*Source document*.
2 . The integrated circuit of claim 1 , further comprising a second source side implanted region located in said second source area, wherein said second source side implanted region has a second source side lateral overlap with said second MOS gate, such that said second source side lateral overlap is different from said first source side lateral overlap.
3 . The integrated circuit of claim 2 , in which:
said first drain side implanted region and said first source side implanted region are substantially symmetric with respect to said first MOS gate; and said second drain side implanted region and said second source side implanted region are substantially symmetric with respect to said second MOS gate.
4 . The integrated circuit of claim 2 , in which said first source side implanted region, first drain side implanted region, second source side implanted regions and second drain side implanted region are halo regions.
5 . The integrated circuit of claim 2 , in which said first source side implanted region, first drain side implanted region, second source side implanted regions and second drain side implanted region are LDD regions.
6 . The integrated circuit of claim 2 , further including:
a third source side implanted region located in said first source area, wherein said third source side implanted region has a third source side lateral overlap with said first MOS gate; a third drain side implanted region located in said first drain area, wherein said third drain side implanted region has a third drain side lateral overlap with said first MOS gate; a fourth source side implanted region located in said second source area, wherein said fourth source side implanted region has a fourth source side lateral overlap with said second MOS gate, such that said fourth source side lateral overlap is different from said third source side lateral overlap; and a fourth drain side implanted region located in said second drain area, wherein said fourth drain side implanted region has a fourth drain side lateral overlap with said second MOS gate, such that said fourth drain side lateral overlap is different from said third drain side lateral overlap.

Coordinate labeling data
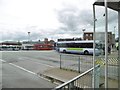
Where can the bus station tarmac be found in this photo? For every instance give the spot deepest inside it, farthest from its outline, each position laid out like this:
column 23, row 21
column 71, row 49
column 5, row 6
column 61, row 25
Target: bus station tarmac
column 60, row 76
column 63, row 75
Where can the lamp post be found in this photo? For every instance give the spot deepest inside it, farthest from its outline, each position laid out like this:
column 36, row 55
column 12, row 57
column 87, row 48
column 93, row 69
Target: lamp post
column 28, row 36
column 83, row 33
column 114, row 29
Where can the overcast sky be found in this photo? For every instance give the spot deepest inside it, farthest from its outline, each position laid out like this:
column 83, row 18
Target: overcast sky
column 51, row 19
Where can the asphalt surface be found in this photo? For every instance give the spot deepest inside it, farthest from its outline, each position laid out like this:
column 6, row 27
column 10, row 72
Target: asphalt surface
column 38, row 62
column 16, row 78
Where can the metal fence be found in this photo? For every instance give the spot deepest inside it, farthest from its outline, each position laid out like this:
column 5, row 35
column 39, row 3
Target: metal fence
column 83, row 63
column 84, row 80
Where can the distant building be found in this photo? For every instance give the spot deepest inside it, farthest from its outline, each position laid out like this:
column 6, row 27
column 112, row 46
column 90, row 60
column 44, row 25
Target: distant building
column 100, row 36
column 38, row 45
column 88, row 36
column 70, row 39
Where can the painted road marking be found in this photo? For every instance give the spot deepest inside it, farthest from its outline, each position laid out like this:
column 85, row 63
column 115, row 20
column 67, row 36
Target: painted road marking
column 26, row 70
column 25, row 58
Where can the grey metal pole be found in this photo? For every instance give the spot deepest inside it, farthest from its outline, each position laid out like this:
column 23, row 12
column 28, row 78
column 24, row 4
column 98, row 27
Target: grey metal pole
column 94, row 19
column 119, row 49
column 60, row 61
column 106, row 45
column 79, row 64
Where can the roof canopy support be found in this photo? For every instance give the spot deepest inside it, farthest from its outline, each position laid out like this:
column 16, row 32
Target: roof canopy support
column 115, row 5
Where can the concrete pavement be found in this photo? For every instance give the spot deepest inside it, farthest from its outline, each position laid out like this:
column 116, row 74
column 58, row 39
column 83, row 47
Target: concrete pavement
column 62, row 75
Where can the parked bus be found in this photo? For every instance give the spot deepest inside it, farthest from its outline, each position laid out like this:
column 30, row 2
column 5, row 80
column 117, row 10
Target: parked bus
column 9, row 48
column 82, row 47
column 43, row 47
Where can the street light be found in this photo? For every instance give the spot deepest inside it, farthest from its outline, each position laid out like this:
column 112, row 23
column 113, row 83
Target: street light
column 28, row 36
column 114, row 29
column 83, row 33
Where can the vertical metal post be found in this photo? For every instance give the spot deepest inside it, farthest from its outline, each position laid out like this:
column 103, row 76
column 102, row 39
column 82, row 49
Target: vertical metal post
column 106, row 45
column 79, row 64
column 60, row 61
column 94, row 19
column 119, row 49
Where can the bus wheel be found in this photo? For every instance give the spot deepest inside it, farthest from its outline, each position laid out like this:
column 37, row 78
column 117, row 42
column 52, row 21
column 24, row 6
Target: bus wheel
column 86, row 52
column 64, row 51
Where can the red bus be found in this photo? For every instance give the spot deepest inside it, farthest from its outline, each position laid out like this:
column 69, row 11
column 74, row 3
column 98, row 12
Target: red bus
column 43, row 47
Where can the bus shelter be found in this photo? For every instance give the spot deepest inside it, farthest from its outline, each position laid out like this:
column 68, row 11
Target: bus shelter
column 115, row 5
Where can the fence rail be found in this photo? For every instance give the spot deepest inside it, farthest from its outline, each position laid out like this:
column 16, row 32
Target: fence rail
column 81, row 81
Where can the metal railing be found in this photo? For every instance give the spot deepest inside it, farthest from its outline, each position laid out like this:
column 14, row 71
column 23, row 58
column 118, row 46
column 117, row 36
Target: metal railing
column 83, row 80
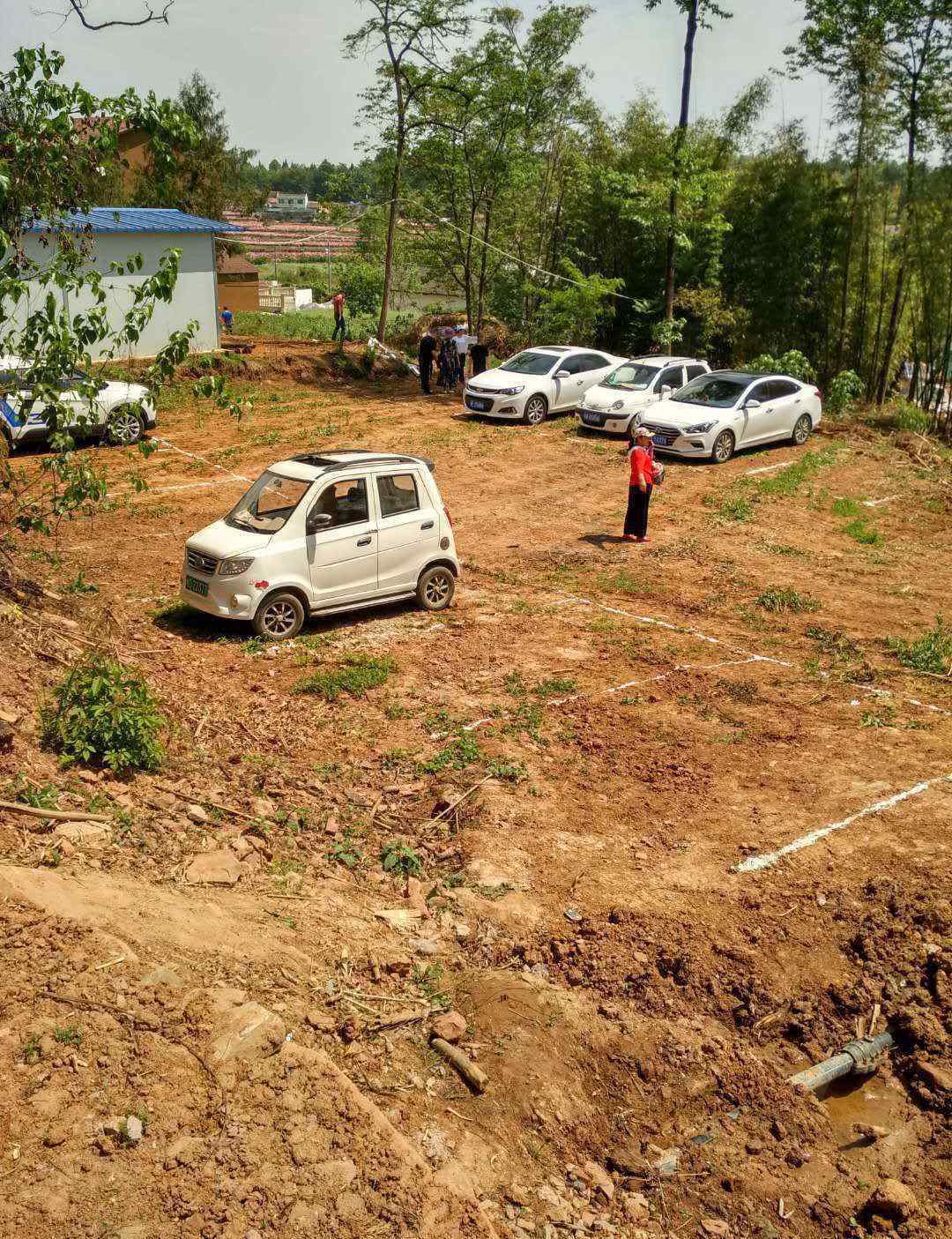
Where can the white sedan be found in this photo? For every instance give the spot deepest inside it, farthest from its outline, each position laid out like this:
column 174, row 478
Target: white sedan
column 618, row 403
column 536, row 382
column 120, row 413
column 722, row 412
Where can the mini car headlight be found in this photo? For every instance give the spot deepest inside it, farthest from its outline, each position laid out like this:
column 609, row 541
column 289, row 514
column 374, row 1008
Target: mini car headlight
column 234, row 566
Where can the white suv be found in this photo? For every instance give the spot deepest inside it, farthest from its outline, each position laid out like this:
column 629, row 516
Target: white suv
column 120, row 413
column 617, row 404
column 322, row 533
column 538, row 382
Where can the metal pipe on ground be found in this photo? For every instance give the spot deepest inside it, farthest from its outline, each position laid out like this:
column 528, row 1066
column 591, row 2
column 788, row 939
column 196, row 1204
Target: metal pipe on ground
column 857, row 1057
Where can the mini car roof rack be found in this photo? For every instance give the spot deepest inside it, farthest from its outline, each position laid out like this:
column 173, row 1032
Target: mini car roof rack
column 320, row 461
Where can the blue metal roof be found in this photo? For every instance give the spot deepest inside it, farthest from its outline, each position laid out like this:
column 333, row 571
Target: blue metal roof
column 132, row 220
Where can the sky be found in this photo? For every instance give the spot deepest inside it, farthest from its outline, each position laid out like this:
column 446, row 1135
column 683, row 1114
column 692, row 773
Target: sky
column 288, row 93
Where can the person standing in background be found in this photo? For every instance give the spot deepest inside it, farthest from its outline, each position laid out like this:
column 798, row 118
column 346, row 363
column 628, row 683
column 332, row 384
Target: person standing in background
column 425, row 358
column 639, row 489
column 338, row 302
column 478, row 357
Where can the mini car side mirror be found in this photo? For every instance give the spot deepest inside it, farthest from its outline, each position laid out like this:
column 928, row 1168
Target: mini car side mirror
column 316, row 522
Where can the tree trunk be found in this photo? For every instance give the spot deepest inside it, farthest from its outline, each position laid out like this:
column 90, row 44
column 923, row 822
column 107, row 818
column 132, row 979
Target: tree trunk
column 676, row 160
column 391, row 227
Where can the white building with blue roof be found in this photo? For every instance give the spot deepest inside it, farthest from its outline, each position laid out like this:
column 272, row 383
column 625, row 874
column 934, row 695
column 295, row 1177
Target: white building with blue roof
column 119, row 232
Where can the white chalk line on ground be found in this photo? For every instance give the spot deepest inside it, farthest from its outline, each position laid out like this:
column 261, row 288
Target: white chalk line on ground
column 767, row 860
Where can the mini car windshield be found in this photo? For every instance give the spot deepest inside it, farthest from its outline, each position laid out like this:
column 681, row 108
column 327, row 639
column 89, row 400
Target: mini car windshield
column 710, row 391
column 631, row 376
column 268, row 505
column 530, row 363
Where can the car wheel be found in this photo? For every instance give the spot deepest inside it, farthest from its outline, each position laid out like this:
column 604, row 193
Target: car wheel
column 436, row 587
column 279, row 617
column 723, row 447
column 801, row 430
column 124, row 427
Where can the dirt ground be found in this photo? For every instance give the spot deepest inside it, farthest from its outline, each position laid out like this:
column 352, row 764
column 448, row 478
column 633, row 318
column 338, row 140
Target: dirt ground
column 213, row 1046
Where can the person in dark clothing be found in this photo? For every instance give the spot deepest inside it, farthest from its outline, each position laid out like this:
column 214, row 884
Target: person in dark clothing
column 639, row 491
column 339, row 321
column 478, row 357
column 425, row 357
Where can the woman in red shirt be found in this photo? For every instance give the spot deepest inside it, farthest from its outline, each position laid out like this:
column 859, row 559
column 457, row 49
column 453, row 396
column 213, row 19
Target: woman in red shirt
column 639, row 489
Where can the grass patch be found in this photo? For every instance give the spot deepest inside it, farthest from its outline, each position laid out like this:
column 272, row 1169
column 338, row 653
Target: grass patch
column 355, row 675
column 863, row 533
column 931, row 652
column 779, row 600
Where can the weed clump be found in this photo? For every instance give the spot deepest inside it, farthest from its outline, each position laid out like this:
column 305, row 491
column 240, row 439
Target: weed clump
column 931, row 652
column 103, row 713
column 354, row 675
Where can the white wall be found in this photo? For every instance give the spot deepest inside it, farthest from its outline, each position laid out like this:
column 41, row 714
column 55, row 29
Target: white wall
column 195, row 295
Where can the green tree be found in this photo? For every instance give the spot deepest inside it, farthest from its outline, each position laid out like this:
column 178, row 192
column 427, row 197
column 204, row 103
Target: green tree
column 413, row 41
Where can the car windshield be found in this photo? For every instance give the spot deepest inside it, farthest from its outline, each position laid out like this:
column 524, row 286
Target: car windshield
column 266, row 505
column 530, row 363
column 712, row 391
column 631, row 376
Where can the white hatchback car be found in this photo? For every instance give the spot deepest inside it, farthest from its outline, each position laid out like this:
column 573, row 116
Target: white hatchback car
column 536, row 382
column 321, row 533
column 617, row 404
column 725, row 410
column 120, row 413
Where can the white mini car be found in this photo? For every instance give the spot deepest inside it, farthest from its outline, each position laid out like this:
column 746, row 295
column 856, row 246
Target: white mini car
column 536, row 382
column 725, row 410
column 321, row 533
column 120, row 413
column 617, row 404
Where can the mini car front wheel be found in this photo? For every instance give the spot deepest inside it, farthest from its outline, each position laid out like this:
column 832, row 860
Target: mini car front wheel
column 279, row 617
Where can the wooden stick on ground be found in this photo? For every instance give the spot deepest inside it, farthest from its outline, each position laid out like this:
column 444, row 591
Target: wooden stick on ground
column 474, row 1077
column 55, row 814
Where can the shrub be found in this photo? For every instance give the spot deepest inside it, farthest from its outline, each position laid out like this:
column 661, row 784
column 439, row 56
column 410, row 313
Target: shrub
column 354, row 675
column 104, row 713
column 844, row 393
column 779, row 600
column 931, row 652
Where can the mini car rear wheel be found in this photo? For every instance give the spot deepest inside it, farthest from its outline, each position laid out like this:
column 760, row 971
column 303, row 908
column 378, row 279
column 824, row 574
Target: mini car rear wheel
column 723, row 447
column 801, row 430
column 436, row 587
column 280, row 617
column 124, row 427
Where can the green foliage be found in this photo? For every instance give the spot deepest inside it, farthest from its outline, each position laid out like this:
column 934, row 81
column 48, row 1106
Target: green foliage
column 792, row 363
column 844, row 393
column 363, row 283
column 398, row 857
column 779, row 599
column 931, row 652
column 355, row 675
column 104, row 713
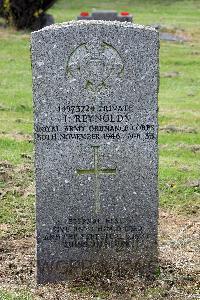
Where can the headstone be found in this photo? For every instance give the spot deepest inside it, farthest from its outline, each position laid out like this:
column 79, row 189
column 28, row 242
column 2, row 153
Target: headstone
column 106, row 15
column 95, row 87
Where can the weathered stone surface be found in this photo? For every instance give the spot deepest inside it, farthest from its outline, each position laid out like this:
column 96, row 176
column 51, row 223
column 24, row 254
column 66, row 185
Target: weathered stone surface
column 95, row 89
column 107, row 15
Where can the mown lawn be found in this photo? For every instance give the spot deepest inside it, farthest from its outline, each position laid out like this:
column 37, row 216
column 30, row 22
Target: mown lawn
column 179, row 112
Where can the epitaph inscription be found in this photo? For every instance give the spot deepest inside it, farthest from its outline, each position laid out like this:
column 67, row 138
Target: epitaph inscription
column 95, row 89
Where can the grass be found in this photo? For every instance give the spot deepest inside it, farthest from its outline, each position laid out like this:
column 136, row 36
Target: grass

*Things to do*.
1 > Reproduce the portion of the patent claims that opens with the words containing "5 . The integrated" and closes with "are LDD regions.".
2 > Resume the patent claims from the point at which they stop.
The records have no connection to the patent claims given above.

*Exercise responses*.
1 >
5 . The integrated circuit of claim 2 , in which said first source side implanted region, first drain side implanted region, second source side implanted regions and second drain side implanted region are LDD regions.

2 >
7 . The integrated circuit of claim 6 , further including:
a first gate sidewall spacer formed on lateral surfaces of said first MOS gate; a second gate sidewall spacer formed on lateral surfaces of said second MOS gate; a fifth source side implanted region located in said first source area, wherein said fifth source side implanted region has a fifth source side lateral overlap with said first gate sidewall spacer; a fifth drain side implanted region located in said first drain area, wherein said fifth drain side implanted region has a fifth drain side lateral overlap with said first gate sidewall spacer; a sixth source side implanted region located in said second source area, wherein said sixth source side implanted region has a sixth source side lateral overlap with said second gate sidewall spacer, such that said sixth source side lateral overlap is different than said fifth source side lateral overlap; and a sixth drain side implanted region located in said second drain area, wherein said sixth drain side implanted region has a sixth drain side lateral overlap with said second gate sidewall spacer, such that said sixth drain side lateral overlap is different from said fifth source side lateral overlap.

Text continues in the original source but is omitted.